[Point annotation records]
****************

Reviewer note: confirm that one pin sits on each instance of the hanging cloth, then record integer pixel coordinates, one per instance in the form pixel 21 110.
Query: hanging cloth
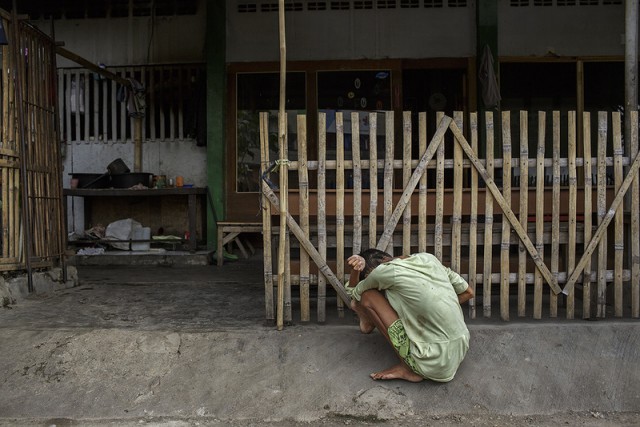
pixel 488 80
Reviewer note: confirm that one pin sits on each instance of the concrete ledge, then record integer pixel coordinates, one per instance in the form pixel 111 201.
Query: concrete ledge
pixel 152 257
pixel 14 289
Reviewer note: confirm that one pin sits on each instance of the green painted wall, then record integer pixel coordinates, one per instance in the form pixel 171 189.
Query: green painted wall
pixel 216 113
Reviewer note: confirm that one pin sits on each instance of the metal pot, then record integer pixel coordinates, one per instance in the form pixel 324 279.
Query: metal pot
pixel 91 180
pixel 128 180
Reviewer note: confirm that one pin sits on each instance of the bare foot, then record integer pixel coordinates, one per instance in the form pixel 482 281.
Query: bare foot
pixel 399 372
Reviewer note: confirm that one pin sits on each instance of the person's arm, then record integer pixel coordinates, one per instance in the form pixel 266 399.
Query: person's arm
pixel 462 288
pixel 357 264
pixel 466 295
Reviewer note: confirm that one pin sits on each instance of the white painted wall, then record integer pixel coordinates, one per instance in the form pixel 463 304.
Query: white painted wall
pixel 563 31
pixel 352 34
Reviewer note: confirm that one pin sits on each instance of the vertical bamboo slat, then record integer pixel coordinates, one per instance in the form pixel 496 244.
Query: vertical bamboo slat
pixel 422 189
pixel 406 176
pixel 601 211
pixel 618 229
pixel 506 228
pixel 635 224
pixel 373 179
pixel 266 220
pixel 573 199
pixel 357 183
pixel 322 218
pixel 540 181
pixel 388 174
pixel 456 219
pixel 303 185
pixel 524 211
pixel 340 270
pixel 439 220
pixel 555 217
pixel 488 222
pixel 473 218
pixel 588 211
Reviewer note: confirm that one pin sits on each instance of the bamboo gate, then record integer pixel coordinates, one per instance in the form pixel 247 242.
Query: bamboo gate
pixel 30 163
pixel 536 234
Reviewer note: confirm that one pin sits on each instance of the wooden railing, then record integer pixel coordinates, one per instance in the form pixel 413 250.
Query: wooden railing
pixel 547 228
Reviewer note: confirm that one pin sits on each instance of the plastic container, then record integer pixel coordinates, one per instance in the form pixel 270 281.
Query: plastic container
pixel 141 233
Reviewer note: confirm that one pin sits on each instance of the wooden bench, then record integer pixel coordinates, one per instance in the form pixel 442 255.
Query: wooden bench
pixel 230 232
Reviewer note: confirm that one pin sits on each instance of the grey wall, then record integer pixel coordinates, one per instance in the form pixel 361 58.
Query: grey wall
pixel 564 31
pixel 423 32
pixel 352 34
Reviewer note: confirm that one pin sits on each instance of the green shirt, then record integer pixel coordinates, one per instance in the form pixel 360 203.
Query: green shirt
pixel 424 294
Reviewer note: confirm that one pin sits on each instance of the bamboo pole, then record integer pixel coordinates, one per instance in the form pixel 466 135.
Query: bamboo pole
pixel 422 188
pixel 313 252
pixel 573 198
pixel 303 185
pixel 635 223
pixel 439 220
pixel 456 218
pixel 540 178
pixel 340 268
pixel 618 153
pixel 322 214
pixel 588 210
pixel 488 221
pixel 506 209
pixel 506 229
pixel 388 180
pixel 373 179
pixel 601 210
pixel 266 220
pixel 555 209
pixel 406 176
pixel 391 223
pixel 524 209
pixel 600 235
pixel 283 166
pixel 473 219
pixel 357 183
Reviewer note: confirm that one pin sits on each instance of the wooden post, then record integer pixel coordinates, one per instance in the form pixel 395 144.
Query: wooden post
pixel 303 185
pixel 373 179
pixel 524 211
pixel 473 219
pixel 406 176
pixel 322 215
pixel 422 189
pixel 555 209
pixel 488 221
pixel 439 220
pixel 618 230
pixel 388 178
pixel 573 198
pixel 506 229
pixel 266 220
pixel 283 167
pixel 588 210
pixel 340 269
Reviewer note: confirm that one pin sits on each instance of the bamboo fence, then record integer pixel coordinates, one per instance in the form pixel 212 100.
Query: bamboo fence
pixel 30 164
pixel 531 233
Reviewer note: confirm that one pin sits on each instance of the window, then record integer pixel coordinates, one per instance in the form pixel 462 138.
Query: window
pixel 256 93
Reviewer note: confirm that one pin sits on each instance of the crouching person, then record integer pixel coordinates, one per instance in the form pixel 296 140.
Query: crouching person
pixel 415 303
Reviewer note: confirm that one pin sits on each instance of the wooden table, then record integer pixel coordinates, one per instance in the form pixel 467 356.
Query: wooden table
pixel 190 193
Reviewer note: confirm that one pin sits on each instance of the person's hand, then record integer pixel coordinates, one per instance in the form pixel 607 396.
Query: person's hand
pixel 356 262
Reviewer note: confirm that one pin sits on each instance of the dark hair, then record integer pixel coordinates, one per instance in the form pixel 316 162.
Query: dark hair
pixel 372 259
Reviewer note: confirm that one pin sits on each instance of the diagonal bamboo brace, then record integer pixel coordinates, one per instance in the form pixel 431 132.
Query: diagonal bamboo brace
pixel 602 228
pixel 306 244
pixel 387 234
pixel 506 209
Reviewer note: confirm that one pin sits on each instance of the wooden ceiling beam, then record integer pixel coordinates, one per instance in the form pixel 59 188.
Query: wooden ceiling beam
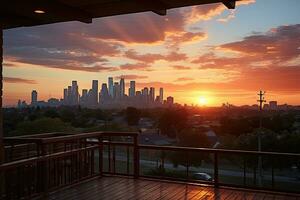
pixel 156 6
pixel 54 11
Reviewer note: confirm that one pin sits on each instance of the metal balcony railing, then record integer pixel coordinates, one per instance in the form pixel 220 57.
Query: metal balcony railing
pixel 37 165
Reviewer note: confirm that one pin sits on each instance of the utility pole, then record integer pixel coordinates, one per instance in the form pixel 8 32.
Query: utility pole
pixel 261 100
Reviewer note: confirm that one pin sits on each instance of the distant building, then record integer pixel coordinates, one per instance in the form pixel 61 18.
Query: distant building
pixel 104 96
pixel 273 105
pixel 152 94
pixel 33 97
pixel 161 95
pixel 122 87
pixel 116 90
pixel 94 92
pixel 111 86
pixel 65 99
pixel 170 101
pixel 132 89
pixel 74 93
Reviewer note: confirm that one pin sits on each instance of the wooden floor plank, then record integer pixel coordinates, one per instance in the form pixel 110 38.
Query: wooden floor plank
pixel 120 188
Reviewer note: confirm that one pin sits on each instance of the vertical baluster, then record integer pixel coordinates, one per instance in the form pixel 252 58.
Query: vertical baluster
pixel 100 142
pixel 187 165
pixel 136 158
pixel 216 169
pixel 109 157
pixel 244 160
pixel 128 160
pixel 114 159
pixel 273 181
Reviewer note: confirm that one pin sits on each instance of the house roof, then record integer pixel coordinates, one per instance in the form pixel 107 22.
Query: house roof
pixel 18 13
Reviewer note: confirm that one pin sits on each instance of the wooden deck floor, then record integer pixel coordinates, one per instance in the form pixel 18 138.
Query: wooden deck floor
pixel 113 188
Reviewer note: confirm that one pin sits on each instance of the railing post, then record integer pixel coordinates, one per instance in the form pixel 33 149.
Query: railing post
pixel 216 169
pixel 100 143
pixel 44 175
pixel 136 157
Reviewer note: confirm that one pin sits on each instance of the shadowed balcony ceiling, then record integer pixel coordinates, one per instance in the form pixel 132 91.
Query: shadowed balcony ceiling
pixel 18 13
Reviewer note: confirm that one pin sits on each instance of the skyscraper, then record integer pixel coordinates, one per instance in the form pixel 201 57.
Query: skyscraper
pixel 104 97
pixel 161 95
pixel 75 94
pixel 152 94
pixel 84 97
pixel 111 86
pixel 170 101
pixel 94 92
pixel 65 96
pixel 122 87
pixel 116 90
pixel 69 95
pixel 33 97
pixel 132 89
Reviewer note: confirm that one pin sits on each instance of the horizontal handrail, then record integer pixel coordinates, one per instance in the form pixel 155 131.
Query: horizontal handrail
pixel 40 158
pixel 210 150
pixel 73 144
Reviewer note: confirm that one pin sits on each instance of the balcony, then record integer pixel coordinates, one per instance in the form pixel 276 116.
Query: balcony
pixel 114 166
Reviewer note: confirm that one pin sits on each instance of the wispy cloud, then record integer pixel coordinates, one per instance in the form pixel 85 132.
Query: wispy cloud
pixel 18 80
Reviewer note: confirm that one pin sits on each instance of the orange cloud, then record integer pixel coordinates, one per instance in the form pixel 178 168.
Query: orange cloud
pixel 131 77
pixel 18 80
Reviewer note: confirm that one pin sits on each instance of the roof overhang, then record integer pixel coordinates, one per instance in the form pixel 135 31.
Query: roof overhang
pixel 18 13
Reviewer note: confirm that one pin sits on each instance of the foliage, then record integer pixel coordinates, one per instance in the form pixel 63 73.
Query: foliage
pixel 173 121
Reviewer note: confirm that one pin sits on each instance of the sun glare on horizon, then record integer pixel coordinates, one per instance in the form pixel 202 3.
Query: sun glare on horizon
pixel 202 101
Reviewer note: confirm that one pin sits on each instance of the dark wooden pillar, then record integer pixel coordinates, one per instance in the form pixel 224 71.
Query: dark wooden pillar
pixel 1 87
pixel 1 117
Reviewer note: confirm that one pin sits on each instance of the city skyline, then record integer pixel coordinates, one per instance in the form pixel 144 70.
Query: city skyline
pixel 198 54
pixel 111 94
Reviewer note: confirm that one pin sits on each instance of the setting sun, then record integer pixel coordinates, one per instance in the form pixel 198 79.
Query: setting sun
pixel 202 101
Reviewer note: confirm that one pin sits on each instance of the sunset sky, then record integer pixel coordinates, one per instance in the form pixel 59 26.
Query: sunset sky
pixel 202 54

****************

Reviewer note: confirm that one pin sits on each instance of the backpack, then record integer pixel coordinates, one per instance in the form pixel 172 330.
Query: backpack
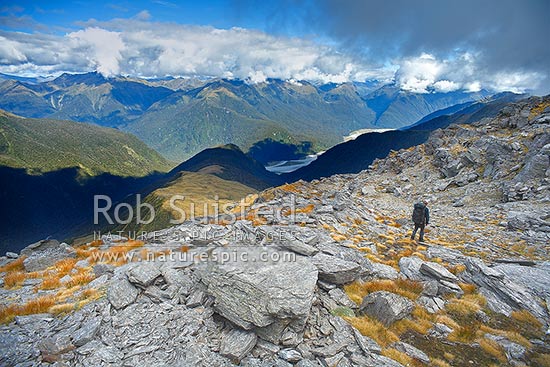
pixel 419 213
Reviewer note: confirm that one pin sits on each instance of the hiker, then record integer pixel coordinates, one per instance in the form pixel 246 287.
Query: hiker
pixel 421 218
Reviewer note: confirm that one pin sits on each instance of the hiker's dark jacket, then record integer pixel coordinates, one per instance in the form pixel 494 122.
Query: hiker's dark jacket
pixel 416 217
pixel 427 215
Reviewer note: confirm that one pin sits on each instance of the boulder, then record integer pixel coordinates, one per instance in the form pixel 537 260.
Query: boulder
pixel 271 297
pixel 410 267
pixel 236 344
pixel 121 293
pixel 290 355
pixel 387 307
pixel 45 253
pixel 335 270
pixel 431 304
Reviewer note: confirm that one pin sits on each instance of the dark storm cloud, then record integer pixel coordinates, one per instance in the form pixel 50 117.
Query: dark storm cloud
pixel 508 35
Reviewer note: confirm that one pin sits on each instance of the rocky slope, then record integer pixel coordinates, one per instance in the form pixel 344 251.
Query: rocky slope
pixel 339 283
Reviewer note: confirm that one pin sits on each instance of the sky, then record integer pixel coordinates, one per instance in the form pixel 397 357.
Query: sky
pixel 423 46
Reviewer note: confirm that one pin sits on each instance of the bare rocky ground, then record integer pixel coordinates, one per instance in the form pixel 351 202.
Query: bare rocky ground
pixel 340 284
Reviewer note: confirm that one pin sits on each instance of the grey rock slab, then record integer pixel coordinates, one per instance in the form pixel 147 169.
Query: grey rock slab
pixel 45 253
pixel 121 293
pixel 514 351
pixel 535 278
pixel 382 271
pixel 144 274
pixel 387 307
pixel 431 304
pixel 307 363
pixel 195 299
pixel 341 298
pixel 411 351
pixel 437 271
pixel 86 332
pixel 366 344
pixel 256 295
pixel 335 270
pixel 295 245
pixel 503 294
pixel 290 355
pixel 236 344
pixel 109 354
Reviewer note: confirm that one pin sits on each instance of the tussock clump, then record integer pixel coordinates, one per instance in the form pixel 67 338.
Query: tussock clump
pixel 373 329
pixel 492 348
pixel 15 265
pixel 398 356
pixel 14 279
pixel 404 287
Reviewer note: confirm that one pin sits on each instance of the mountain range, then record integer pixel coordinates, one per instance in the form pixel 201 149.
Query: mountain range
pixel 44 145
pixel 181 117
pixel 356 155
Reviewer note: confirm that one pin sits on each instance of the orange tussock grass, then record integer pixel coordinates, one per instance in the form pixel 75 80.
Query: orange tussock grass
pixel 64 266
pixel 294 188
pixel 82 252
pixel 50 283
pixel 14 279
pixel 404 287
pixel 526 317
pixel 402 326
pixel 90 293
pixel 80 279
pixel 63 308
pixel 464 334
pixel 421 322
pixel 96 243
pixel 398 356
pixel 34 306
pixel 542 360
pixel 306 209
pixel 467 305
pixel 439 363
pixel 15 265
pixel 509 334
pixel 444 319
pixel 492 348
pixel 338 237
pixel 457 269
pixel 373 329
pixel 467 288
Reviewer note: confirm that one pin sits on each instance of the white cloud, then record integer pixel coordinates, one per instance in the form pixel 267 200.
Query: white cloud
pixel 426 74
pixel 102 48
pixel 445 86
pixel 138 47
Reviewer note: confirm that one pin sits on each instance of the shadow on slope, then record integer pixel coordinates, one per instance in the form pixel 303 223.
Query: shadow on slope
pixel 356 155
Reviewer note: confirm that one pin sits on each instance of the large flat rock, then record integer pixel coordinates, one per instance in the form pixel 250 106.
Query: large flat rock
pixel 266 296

****************

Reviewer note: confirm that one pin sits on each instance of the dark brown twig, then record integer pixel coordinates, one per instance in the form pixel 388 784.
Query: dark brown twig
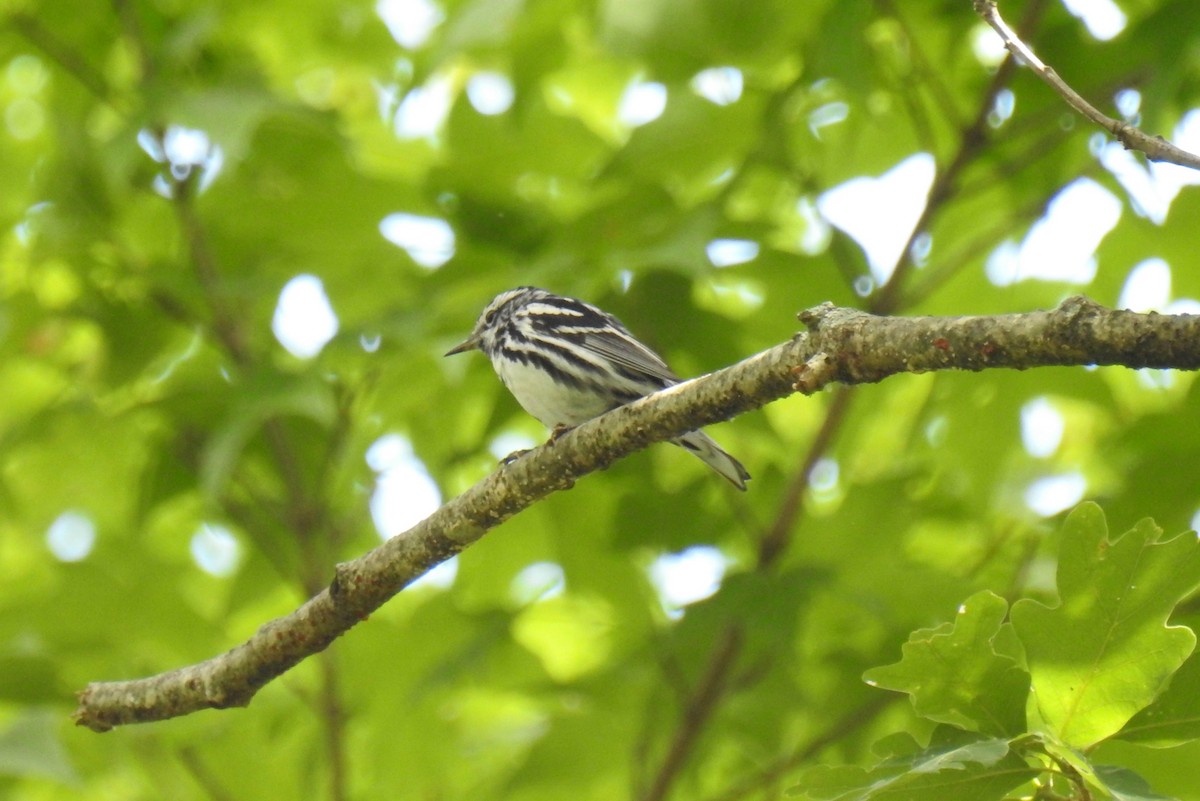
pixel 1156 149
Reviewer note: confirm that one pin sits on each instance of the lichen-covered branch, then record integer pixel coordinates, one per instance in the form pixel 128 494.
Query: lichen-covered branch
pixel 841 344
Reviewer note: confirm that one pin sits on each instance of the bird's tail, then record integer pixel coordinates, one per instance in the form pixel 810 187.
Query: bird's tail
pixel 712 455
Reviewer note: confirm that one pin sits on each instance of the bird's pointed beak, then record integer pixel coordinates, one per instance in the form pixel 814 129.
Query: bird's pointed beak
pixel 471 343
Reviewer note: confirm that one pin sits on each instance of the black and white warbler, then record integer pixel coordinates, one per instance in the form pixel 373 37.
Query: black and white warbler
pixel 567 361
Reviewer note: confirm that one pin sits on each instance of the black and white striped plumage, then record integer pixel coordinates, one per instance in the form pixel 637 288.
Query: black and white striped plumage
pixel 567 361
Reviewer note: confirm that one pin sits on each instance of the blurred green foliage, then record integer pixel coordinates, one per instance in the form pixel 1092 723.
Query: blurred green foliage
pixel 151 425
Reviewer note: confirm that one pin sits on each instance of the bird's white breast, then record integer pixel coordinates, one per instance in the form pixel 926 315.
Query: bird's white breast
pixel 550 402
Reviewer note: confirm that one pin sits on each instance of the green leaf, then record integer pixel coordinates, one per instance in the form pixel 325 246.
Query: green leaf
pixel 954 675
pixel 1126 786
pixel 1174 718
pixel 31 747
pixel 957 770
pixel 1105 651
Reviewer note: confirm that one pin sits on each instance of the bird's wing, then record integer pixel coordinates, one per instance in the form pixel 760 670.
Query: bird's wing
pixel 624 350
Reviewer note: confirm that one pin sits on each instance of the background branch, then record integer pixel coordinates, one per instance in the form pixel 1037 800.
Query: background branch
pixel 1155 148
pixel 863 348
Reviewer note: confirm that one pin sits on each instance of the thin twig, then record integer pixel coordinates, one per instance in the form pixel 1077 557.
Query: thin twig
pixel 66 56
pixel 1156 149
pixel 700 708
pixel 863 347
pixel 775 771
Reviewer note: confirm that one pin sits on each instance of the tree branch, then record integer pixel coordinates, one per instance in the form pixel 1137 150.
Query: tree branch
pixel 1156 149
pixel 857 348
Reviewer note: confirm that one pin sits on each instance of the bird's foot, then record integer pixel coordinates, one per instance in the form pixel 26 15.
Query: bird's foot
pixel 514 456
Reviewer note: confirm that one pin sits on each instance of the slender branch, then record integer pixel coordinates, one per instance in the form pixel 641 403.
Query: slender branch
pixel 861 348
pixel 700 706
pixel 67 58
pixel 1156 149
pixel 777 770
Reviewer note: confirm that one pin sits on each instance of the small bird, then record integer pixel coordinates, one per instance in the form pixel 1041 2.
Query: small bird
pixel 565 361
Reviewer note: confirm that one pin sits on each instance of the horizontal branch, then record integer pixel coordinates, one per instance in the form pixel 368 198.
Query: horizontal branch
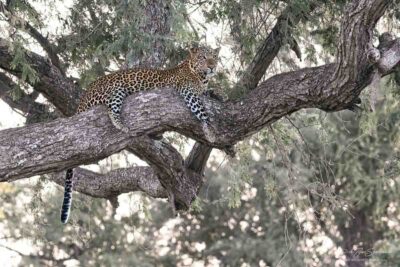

****************

Description of the task:
Reproduce verbatim the stretch of the material from the line containing "pixel 21 110." through the line containing "pixel 399 372", including both of those lines. Omit the pictures from the output.

Response:
Reviewer note: confirm that one pin sits on each instance of the hanging cloth, then record integer pixel coordinates, one per instance in the form pixel 21 110.
Query: hanging cloth
pixel 488 80
Reviewer note: confirm that one pin sits on each instance of the concrete ledge, then record integer pixel coordinates, one per instance in the form pixel 111 201.
Query: concrete ledge
pixel 152 257
pixel 14 289
Reviewer note: confirm that one pin sits on each instance of the green painted wall, then record integer pixel coordinates, one per instance in the form pixel 171 189.
Query: green painted wall
pixel 216 113
Reviewer note: confirm that one pin sits on each instance of the metal pot, then record integer pixel coordinates, one per instance in the form pixel 324 279.
Query: metal pot
pixel 91 180
pixel 128 180
Reviewer note: confirm that one pin sits on each instance of the bare foot, then record integer pixel coordinates, one per instance in the form pixel 482 281.
Query: bare foot
pixel 399 372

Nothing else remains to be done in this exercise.